| Exercise brief |
Extract every line of the data below that contains the string "handle".

| A run of data |
■ ■ ■ ■

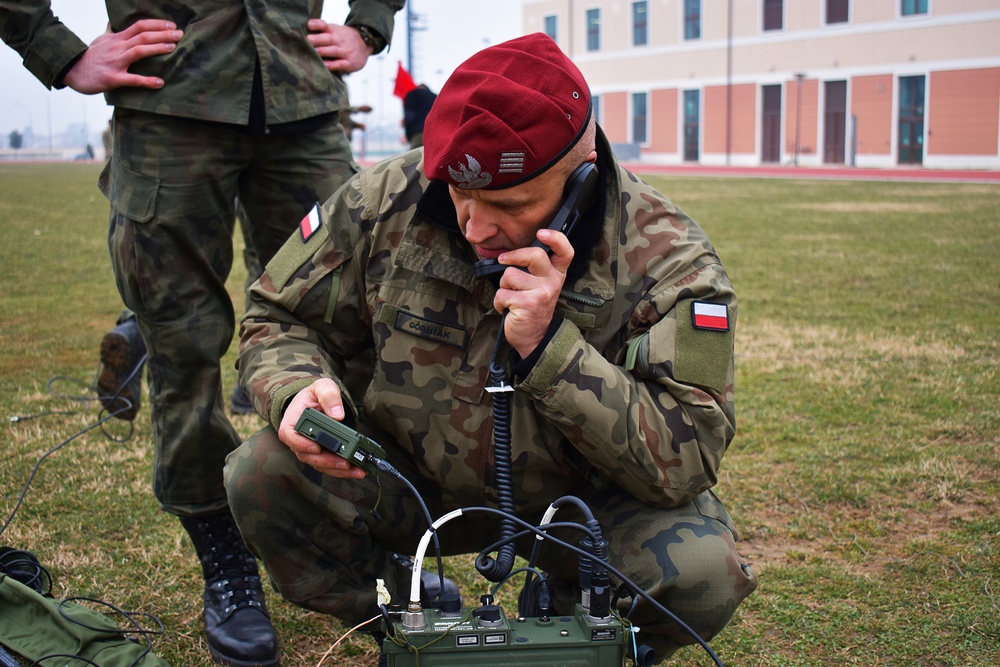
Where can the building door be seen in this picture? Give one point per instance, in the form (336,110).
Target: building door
(911,120)
(692,114)
(835,122)
(770,140)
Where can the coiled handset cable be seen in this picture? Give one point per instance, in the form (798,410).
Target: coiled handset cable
(497,569)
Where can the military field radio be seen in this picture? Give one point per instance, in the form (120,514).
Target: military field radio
(451,635)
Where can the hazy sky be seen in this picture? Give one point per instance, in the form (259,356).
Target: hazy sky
(454,30)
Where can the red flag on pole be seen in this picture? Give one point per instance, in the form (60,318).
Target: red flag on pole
(404,83)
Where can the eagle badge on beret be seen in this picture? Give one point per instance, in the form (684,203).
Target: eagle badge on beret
(470,177)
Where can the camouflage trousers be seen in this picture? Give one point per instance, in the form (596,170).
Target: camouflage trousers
(324,541)
(173,185)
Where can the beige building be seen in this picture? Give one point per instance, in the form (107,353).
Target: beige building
(869,83)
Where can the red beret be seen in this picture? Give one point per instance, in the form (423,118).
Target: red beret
(505,115)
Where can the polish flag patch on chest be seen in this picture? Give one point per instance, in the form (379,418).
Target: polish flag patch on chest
(710,316)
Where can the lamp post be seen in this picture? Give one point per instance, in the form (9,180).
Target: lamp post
(798,112)
(29,129)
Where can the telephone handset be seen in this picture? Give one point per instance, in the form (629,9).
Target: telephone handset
(576,196)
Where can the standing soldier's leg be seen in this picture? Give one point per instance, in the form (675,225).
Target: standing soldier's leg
(172,185)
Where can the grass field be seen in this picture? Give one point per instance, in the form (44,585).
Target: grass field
(865,476)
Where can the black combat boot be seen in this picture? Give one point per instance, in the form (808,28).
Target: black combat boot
(119,377)
(237,625)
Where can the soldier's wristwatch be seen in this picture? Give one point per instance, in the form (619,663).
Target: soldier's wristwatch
(371,38)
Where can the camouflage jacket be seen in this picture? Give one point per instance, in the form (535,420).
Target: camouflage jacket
(209,76)
(627,390)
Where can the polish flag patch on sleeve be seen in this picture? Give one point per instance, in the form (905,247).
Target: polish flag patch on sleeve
(709,316)
(310,224)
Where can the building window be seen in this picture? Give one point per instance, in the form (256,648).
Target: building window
(774,11)
(692,113)
(836,11)
(639,118)
(550,27)
(692,19)
(640,27)
(593,29)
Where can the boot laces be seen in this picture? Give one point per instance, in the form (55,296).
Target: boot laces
(233,568)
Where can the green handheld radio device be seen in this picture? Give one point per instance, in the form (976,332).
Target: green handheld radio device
(340,439)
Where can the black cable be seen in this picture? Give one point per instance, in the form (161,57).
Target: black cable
(624,579)
(387,467)
(490,568)
(34,470)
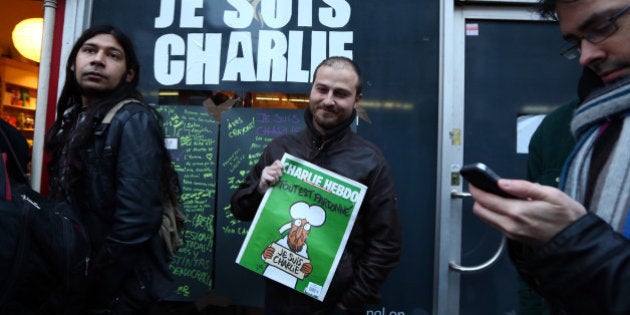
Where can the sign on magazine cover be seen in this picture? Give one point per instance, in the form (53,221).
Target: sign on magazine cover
(302,226)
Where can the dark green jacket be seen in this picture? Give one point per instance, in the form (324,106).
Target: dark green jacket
(550,145)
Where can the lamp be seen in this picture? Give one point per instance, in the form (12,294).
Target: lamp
(27,38)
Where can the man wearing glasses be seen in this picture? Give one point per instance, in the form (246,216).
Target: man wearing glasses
(572,244)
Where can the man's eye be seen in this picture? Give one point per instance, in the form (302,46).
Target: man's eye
(603,28)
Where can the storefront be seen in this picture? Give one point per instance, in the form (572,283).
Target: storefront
(215,64)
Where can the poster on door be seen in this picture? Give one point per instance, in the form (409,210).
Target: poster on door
(301,228)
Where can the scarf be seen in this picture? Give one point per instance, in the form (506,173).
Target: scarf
(610,198)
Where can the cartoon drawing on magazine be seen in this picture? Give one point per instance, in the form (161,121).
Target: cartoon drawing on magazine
(287,258)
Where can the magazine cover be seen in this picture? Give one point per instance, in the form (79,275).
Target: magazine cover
(301,227)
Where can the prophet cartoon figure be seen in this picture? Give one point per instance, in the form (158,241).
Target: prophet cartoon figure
(290,252)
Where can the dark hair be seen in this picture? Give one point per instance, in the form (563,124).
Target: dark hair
(64,136)
(341,62)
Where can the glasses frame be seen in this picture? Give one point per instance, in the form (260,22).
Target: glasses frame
(571,49)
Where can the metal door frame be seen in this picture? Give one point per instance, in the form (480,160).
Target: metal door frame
(448,227)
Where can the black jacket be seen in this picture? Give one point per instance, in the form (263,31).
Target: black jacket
(121,199)
(583,269)
(374,246)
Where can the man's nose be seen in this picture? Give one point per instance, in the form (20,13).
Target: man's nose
(328,99)
(590,53)
(98,57)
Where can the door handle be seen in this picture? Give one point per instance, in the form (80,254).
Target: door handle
(462,269)
(459,195)
(455,194)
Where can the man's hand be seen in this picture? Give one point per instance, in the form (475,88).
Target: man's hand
(542,212)
(270,176)
(268,252)
(307,268)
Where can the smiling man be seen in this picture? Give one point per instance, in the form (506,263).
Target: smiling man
(374,247)
(572,244)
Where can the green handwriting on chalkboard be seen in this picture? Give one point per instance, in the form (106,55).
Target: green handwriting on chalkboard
(192,137)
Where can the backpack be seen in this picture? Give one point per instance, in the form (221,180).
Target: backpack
(173,219)
(44,250)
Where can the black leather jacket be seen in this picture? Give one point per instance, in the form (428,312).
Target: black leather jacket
(122,200)
(374,246)
(584,269)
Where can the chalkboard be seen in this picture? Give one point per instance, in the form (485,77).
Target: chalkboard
(191,137)
(245,132)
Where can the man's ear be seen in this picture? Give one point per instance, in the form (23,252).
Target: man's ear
(130,75)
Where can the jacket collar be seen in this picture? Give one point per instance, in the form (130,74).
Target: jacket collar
(318,139)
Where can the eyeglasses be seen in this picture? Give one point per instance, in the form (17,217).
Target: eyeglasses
(595,35)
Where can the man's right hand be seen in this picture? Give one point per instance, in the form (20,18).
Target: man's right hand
(270,176)
(542,212)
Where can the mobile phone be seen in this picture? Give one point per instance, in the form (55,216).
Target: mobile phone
(482,177)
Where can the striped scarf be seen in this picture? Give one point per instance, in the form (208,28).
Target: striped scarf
(610,199)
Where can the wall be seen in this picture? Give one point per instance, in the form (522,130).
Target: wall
(15,11)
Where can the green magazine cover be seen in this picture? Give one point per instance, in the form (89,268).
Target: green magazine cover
(302,226)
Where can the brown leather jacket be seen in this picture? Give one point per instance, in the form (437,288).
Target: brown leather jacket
(374,246)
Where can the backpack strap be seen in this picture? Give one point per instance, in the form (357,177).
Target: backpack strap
(5,183)
(112,112)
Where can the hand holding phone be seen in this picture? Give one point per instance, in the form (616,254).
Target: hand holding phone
(482,177)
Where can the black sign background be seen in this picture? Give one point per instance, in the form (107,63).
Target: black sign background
(397,45)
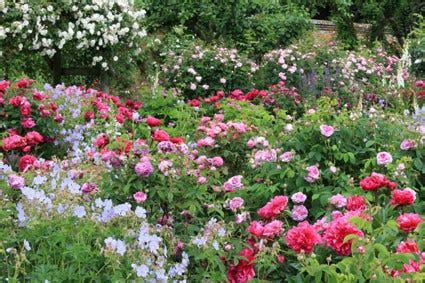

■ ■ ■ ■

| Solution for this problem |
Where can the door handle be seen in this picture? Give one point per instance, in the form (80,254).
Target: door handle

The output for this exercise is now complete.